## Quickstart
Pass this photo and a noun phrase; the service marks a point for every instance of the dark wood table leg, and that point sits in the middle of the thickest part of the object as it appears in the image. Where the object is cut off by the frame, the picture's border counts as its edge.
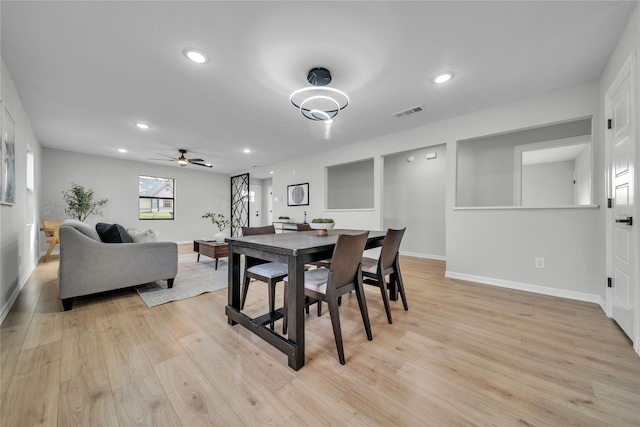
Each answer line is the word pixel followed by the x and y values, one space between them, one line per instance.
pixel 295 316
pixel 234 282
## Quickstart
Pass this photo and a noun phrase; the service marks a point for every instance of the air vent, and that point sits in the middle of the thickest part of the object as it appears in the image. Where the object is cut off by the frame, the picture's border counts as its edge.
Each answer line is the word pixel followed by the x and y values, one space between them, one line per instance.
pixel 409 111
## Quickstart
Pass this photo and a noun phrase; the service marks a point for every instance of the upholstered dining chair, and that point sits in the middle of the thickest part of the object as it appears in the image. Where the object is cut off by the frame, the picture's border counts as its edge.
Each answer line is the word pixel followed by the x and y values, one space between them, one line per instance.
pixel 343 276
pixel 375 271
pixel 264 271
pixel 323 263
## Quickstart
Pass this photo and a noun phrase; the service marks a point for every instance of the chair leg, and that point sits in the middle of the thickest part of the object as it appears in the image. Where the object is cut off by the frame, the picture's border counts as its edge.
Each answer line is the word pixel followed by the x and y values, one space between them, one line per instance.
pixel 52 244
pixel 332 302
pixel 400 286
pixel 385 296
pixel 272 299
pixel 362 302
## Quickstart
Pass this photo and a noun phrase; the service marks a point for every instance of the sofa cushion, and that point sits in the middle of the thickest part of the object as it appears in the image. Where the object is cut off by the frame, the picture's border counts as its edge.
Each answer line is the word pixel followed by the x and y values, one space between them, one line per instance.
pixel 142 236
pixel 85 229
pixel 113 233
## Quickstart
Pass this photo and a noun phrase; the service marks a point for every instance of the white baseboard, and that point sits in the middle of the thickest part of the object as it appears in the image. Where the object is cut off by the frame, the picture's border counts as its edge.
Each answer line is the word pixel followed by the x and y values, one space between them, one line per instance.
pixel 544 290
pixel 14 295
pixel 424 256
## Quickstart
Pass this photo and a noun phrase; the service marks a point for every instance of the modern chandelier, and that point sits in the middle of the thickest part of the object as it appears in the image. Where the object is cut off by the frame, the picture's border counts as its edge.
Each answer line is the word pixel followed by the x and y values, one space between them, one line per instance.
pixel 319 102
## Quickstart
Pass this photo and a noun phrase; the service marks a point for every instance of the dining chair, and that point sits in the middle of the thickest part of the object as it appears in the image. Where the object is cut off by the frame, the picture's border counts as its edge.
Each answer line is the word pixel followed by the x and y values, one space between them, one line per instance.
pixel 343 276
pixel 264 271
pixel 51 228
pixel 375 271
pixel 323 263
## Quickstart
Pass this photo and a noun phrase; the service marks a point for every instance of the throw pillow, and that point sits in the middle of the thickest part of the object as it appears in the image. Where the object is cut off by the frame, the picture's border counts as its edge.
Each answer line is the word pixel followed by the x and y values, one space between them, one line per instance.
pixel 113 233
pixel 142 236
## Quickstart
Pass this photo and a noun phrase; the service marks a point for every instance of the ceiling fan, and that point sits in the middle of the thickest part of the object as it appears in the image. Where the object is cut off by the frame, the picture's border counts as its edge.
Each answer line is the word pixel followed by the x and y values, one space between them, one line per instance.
pixel 183 161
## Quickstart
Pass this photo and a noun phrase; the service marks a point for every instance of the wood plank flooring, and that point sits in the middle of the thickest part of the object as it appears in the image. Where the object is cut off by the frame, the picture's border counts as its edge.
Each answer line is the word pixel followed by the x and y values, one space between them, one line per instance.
pixel 464 354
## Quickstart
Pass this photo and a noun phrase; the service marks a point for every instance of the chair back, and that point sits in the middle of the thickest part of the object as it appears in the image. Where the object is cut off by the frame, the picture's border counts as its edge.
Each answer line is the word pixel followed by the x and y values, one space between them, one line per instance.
pixel 390 247
pixel 49 227
pixel 254 231
pixel 345 264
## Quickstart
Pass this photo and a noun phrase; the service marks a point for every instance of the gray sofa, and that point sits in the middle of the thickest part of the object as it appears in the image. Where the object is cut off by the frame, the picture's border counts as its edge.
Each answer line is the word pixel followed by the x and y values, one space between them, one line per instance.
pixel 88 266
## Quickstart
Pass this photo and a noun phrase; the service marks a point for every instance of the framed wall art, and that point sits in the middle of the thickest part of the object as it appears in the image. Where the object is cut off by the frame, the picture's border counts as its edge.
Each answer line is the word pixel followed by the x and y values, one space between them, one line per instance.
pixel 8 158
pixel 298 194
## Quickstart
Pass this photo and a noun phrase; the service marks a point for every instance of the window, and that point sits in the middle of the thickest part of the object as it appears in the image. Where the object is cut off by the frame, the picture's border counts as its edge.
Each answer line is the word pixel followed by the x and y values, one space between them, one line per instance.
pixel 350 185
pixel 156 197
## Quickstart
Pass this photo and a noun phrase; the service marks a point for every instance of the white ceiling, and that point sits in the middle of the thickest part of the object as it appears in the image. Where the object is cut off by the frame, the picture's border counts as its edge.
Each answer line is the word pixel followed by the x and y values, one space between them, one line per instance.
pixel 87 71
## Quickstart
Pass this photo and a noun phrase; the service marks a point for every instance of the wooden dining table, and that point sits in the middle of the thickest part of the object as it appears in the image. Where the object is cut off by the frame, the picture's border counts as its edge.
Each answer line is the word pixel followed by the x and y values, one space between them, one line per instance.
pixel 296 250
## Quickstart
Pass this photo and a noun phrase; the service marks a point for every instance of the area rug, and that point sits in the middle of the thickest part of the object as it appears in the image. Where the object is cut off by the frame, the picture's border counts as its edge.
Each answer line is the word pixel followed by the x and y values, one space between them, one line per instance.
pixel 193 278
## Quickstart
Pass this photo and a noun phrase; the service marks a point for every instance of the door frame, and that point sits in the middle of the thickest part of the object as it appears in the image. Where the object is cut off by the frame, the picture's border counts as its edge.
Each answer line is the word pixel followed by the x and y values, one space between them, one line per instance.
pixel 628 68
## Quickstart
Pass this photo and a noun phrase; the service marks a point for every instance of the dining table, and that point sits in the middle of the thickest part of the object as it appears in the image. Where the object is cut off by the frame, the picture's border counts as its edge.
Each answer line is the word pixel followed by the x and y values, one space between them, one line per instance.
pixel 296 250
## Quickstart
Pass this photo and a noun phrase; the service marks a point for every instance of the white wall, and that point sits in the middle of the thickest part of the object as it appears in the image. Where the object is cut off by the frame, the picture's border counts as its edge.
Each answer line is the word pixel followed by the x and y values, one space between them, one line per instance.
pixel 495 246
pixel 18 233
pixel 196 192
pixel 414 194
pixel 548 184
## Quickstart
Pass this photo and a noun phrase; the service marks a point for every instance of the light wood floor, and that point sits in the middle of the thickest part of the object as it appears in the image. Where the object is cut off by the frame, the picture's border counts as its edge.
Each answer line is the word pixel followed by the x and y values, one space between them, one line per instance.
pixel 464 354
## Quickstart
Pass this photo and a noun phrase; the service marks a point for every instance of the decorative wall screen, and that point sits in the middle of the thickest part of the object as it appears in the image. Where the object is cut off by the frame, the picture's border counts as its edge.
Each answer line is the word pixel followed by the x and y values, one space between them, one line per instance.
pixel 239 203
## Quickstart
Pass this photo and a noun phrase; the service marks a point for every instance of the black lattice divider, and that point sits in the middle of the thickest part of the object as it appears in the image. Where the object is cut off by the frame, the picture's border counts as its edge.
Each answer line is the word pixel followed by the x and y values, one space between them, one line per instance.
pixel 239 203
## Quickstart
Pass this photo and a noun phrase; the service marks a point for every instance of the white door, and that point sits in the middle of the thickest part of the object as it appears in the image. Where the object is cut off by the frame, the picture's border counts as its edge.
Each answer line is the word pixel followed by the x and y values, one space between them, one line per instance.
pixel 623 256
pixel 255 206
pixel 270 205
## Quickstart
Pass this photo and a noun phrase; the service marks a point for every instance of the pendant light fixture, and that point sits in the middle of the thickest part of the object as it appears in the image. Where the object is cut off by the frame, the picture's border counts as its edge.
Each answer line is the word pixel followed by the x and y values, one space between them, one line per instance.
pixel 319 102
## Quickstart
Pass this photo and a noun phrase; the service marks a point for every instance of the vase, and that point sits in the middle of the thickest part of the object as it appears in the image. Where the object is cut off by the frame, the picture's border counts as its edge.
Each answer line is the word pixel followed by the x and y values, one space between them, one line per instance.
pixel 322 227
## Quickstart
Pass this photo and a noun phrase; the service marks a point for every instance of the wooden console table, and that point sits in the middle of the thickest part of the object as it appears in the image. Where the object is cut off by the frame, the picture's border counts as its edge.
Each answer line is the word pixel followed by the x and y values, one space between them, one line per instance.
pixel 211 248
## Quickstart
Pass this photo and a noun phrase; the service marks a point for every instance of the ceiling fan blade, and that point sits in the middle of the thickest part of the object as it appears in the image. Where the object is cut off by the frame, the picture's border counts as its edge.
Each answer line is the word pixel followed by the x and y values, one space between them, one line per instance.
pixel 200 164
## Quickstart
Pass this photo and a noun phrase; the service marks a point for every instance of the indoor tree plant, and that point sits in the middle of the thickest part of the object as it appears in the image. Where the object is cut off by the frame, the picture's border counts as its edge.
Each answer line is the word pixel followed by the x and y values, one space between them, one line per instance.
pixel 80 203
pixel 220 221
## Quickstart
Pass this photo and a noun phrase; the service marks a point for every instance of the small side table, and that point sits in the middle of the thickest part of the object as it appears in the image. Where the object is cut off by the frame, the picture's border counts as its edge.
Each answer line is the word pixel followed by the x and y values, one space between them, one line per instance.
pixel 211 248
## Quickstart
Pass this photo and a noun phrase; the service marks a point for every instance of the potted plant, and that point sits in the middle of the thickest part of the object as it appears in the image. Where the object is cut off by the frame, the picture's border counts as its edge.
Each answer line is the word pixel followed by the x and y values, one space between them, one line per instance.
pixel 80 203
pixel 220 221
pixel 321 225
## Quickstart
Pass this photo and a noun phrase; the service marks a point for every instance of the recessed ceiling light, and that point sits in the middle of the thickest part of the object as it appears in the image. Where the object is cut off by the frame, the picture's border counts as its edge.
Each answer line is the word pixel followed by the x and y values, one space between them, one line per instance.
pixel 443 77
pixel 197 56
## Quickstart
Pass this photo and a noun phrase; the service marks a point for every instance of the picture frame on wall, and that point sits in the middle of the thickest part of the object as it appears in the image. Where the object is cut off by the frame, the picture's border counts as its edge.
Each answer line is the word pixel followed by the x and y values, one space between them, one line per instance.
pixel 8 158
pixel 298 194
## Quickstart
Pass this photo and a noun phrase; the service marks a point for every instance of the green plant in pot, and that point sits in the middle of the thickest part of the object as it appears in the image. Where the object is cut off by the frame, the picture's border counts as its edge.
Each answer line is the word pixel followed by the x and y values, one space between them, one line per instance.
pixel 220 221
pixel 80 203
pixel 321 225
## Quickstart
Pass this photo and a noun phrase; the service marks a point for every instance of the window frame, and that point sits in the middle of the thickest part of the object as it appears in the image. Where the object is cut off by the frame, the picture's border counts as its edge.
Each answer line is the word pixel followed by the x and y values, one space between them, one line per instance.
pixel 159 201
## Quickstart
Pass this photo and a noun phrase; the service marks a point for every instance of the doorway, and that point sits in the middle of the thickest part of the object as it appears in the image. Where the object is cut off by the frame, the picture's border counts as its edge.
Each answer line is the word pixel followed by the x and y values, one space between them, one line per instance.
pixel 623 294
pixel 255 206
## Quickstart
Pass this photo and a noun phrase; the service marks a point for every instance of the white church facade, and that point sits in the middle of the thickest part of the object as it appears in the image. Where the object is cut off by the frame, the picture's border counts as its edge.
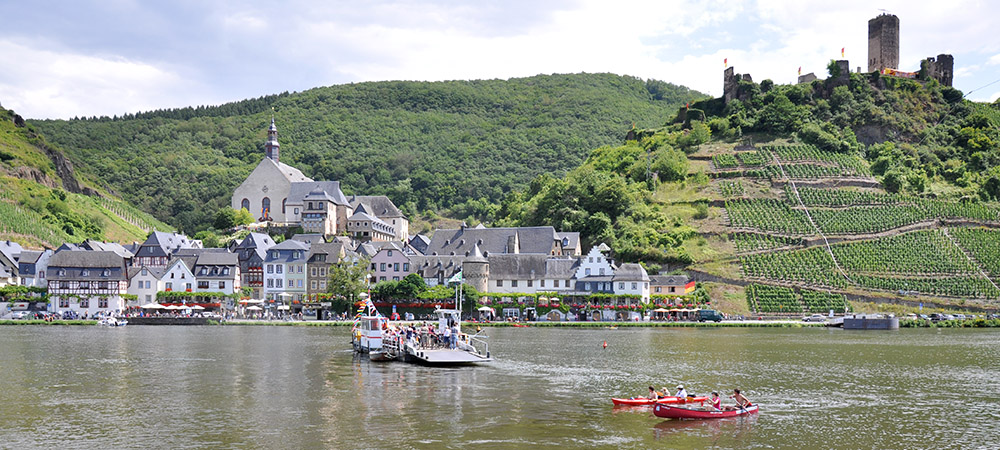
+++
> **EXERCISE**: Work out how many lines of the listing contain the string "plant". Please reply with the number only.

> **RESPONSE BELOW**: 3